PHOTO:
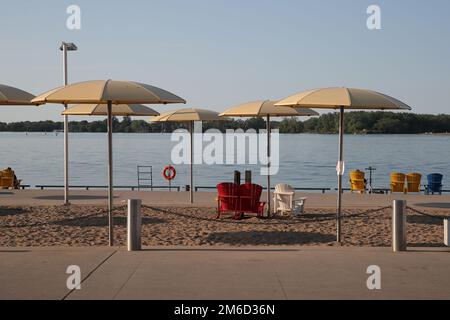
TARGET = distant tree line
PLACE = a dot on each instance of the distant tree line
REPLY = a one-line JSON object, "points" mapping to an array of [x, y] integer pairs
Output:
{"points": [[356, 123]]}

————————

Display every line of the listing that contains the string "tree".

TARGET = distant tree line
PLACE = a dot on each instance of the distant tree line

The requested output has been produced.